EXERCISE AIM -> Repeat the lines of the records from the one holding "On this screenshot, the cable" through the one holding "[190,307,225,351]", inclusive.

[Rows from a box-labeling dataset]
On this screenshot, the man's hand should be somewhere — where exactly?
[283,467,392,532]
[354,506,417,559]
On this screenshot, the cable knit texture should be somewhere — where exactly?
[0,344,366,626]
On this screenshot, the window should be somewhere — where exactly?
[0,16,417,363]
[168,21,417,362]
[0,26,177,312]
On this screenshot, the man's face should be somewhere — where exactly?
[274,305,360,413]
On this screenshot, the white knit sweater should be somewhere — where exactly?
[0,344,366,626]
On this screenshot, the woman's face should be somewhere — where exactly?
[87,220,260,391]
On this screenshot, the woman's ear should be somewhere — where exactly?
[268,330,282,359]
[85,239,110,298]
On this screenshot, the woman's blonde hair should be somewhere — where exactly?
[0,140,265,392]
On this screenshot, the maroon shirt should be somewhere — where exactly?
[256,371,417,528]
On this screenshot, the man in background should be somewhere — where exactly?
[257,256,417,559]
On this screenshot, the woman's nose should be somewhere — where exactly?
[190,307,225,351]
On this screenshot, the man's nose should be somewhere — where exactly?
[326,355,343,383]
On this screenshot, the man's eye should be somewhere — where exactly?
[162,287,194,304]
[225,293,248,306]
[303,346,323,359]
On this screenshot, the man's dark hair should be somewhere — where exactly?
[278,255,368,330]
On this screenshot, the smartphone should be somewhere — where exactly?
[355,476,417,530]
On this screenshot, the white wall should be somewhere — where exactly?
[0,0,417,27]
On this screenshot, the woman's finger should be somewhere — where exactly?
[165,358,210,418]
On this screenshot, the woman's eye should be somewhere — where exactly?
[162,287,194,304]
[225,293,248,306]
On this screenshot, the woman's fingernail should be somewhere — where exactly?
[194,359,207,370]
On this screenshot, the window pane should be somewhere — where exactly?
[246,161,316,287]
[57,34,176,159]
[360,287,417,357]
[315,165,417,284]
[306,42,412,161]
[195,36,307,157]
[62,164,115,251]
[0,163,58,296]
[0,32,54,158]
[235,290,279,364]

SOLUTION ->
On this screenshot, the cable knit texture should be somewhere — where exactly?
[0,344,366,626]
On this screenshot, the window should be somewhere — where exactly?
[0,16,417,363]
[168,21,417,362]
[0,26,177,312]
On this screenshot, the man's face should be somewhere — where exactly?
[274,305,360,413]
On this screenshot, the white knit sweater should be somewhere — where exactly?
[0,344,366,626]
On this screenshot, the woman's face should be somewhere — where exactly?
[87,220,260,391]
On this screenshot, the woman's ear should be somewhere — where exactly?
[268,330,282,359]
[85,239,110,298]
On this screenshot, the woman's blonde hair should be somewhere — where exactly?
[0,140,265,392]
On this screenshot, the maroon shirt should be somewhere — where exactly?
[256,371,417,528]
On this screenshot, the man in background should be somewhere — where exactly?
[257,256,417,559]
On this screenshot, the woman's nose should be somewhere — where exactly?
[190,307,225,351]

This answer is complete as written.